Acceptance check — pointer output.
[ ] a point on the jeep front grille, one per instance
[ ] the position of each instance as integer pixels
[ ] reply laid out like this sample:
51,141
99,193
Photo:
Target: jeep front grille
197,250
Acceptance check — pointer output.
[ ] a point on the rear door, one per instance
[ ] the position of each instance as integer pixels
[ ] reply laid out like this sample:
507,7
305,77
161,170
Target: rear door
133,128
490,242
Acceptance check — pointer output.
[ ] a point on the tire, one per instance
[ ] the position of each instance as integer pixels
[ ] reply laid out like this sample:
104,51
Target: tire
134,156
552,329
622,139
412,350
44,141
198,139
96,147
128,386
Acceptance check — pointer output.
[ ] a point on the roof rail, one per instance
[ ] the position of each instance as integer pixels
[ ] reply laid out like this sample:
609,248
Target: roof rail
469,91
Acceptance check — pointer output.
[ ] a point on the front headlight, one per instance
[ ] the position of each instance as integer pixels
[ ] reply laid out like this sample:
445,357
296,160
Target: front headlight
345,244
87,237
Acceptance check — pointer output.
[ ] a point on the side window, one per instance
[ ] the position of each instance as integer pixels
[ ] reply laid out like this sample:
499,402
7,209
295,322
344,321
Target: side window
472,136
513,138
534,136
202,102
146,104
┄┄┄┄┄┄┄┄┄┄
Your goal
Print every entry exactly as written.

Expected answer
Acceptance check — pointer output.
[ ] a point on the jeep front grille, one per instance
[ ] the position of each instance as integer pixels
[ ] reply laid out like this sample:
51,141
99,193
Photo:
Target: jeep front grille
197,250
Acceptance check — pointer output.
[ ] a point on the rear door, one per instance
[ ] the position of each instance as integer pixels
[ ] reply laid out like this sample:
507,7
305,77
161,170
Target: rear door
133,128
490,242
Acceptance check — pointer output.
[ ] a point on the tire, one per instance
[ ] the position of each instance as integer pixels
[ ] reply laid out like this sample:
104,51
Target: tire
134,156
552,329
622,139
412,350
44,141
198,139
96,147
128,386
Acceptance check — pointer output.
[ ] a point on the roof rail, one per instance
[ ] the position of each instance as integer pixels
[ ] reply laid out like this sample:
609,248
Target: roof rail
469,91
Acceptance check — pointer output.
[ ] a point on the front headlight, one per instance
[ ] the position of each instance as integer pixels
[ ] reply laid out like this sample:
445,357
296,160
Target: front headlight
345,244
87,237
Acceptance check — pointer output.
[ ] a point on the side window, one per instance
[ ] the position of each instance as integer pixels
[ ] reply laid out like this sample:
499,402
7,209
295,322
344,321
Target: side window
472,136
513,138
534,136
202,102
146,104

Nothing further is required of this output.